▸ PROBLEM DETAILS
Quote the lines below exactly, from the one that holds "the black tire" through the final line of the records, and only those.

# # # #

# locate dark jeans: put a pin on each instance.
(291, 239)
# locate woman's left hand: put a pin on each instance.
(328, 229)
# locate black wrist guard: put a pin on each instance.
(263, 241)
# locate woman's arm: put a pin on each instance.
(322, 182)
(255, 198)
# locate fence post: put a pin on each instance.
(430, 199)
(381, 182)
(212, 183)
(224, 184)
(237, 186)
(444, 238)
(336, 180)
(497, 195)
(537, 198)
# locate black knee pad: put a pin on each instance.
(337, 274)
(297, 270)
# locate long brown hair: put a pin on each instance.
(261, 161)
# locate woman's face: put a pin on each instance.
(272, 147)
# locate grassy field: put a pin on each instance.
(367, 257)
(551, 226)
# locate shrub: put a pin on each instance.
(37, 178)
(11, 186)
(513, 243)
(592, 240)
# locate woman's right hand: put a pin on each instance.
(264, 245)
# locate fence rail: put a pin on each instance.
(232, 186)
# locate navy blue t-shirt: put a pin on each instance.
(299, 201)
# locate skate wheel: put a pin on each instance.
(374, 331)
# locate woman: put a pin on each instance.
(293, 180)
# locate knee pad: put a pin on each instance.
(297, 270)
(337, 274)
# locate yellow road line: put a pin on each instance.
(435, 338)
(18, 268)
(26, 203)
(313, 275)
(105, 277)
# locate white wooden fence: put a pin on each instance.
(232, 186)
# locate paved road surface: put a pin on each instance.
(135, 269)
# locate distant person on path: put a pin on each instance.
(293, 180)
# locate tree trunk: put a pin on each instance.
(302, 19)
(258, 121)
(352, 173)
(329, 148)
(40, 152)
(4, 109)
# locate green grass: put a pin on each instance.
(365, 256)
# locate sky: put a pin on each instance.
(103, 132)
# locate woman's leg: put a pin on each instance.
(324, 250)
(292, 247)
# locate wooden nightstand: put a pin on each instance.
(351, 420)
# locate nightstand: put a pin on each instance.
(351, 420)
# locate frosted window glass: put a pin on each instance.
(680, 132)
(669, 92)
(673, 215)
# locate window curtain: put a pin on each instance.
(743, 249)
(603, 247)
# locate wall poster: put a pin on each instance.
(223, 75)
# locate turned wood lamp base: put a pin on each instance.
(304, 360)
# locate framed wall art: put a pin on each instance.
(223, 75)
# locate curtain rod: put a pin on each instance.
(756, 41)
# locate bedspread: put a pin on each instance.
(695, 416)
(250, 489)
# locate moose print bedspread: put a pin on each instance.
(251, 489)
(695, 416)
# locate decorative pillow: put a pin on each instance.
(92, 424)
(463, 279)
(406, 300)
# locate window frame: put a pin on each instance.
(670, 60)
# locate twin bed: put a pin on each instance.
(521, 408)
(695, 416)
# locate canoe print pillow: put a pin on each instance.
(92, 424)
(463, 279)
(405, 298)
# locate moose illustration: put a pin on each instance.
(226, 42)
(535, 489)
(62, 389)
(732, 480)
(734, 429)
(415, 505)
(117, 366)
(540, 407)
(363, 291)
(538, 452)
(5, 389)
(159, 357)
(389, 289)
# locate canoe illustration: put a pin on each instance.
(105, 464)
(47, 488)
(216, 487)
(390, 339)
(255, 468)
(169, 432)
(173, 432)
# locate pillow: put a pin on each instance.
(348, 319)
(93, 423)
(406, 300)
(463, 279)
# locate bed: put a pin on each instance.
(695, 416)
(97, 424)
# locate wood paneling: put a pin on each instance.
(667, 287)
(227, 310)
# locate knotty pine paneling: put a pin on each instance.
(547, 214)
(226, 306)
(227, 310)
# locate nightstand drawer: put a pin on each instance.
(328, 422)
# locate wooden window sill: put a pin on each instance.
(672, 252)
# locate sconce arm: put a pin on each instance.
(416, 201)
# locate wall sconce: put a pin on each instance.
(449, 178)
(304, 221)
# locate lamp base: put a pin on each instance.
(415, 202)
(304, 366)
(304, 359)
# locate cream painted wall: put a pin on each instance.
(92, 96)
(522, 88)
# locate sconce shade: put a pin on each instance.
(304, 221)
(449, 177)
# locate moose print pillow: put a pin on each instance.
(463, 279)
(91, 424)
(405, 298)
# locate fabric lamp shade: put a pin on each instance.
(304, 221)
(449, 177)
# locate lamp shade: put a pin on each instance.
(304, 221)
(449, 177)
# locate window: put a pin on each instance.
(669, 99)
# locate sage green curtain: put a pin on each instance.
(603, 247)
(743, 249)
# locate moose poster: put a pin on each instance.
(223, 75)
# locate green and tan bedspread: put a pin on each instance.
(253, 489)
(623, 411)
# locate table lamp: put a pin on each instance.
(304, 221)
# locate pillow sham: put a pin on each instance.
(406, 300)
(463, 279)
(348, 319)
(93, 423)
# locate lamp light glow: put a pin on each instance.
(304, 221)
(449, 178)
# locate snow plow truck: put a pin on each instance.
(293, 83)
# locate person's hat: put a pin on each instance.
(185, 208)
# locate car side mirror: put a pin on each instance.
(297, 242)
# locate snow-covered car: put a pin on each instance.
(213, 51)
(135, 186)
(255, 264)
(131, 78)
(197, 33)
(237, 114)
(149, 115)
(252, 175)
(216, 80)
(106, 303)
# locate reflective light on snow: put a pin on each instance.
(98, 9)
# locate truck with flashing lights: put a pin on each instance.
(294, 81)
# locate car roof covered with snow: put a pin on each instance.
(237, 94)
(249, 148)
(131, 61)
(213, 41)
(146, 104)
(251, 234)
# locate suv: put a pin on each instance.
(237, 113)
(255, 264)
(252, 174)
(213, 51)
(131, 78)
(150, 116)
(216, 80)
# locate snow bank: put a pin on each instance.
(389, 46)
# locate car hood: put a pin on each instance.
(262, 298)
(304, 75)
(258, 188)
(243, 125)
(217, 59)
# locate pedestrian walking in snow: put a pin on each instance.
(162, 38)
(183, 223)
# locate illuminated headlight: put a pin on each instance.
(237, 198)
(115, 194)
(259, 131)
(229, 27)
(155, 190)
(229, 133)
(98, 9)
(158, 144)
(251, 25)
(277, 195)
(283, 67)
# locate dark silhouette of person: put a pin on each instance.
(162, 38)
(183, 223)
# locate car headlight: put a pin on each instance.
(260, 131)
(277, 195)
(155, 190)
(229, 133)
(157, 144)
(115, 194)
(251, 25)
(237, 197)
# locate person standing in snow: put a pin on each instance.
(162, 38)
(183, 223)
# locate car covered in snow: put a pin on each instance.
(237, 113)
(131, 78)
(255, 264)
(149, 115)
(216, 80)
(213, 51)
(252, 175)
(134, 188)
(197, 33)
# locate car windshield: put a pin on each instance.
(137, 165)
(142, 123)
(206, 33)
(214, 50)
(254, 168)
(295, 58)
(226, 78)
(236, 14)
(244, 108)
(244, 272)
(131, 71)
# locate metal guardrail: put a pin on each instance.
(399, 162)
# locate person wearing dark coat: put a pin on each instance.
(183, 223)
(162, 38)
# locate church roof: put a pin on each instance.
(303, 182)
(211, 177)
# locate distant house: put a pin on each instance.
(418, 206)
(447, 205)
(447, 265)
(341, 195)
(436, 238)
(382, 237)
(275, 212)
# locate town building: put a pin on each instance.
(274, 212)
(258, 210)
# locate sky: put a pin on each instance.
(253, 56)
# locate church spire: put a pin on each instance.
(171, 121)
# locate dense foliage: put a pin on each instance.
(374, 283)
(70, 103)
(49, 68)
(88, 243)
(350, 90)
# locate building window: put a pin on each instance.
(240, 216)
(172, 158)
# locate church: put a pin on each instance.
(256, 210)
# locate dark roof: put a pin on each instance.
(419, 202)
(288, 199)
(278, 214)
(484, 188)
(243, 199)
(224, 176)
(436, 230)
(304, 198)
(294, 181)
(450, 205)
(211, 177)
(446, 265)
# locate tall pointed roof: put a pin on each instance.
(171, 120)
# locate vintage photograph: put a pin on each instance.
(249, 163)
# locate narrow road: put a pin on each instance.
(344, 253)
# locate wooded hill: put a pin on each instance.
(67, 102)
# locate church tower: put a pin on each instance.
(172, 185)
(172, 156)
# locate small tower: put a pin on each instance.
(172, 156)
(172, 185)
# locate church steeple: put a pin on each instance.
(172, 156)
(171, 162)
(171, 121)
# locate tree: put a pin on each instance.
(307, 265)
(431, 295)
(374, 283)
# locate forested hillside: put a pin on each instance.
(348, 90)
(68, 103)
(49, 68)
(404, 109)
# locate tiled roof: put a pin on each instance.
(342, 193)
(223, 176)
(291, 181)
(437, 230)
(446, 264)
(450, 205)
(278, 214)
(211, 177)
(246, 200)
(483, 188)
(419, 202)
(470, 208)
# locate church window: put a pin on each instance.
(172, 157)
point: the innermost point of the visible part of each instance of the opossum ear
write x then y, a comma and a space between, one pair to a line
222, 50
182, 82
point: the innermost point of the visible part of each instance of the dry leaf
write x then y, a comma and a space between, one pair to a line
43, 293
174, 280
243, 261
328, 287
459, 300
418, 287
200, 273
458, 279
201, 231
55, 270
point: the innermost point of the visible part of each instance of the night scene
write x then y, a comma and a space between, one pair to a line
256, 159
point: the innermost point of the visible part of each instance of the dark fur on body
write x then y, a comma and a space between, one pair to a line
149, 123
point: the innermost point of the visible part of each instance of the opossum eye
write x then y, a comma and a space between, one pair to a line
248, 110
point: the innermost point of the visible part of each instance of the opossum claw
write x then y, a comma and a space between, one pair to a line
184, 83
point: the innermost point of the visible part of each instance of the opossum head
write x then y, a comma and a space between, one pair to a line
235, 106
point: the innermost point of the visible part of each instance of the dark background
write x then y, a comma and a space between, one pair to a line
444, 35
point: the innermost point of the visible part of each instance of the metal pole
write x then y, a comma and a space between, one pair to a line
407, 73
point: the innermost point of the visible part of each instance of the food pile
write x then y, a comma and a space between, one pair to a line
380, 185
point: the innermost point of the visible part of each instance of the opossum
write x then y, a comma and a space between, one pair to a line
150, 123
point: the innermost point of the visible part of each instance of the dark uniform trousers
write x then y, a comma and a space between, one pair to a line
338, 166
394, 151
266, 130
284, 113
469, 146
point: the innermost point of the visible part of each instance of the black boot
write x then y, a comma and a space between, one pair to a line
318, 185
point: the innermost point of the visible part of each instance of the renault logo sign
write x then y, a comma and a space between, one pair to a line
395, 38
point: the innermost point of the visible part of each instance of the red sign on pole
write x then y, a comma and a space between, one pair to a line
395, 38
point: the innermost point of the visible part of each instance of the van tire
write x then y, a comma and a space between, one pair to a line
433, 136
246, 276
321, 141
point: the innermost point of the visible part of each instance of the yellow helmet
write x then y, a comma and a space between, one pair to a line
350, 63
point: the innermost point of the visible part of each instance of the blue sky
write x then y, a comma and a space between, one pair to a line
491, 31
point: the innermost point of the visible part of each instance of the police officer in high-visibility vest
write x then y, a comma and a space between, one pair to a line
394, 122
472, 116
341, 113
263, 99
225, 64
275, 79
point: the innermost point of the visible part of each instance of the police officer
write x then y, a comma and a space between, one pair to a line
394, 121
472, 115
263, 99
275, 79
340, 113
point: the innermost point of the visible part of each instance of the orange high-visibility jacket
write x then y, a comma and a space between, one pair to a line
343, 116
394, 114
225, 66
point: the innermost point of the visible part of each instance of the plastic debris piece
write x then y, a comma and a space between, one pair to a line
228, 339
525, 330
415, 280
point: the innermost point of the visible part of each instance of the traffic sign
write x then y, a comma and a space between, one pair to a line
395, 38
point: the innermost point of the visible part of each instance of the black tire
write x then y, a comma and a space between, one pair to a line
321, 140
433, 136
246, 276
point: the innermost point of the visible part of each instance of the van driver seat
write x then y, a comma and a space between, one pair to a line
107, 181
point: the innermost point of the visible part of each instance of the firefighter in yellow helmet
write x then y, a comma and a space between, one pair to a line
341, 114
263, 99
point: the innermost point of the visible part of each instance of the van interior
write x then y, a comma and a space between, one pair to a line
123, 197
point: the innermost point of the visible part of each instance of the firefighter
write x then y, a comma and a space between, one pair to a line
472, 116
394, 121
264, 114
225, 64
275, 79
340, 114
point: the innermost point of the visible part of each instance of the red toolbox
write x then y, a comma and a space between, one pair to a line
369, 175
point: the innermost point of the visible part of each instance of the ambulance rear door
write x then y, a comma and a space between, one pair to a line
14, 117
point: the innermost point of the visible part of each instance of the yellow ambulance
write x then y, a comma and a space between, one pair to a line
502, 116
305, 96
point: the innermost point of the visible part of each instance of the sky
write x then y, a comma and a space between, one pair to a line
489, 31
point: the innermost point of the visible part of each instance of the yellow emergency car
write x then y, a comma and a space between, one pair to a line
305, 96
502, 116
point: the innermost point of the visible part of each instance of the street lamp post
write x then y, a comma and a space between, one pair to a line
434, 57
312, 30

# # # #

▸ TASK OUTPUT
point: the innermost point of the visible part of each instance of the black tire
write x then y, a comma and a space between, one pair to a line
321, 140
433, 136
246, 276
point: the innermost point of the visible part of each instance of the van driver seat
write x then y, a comma and a space between, one pair to a line
107, 181
point: the innermost point of the visible part of each instance of the firefighter in yellow helmet
write x then y, a comma and a space between, one pair to a line
341, 114
263, 99
point: the innermost point of the visible part of each instance of the van interior
write x then y, a comma and a space between, one pair to a line
123, 197
point: the innermost point of the visible part of each instance of the firefighter
write x then y, a comma and a space between, one pair to a line
472, 116
394, 121
264, 114
225, 64
275, 79
340, 114
point: the innermost point of the visible part of each instance of the red toolbox
write x then y, a comma and a space between, one pair to a line
369, 175
point: the innermost point of the visible part of each instance of the ambulance rear door
write x then y, a comma and a space between, one pair to a line
14, 117
point: the innermost point of the visible part of each instance of the yellow ambulance
write x then y, a comma and a space between, one pair to a line
502, 116
305, 96
point: the innermost point of the visible part of each instance of the sky
write x then y, a comma and a space between, one pair to a line
489, 31
point: the innermost point of the visible part of each instance of the yellow emergency car
write x then y, a comma and a space between, one pair to a line
305, 96
502, 116
point: the innermost point of the visible part of each instance of the street lamp post
write x then y, a comma and a space between, one pair to a line
434, 57
312, 30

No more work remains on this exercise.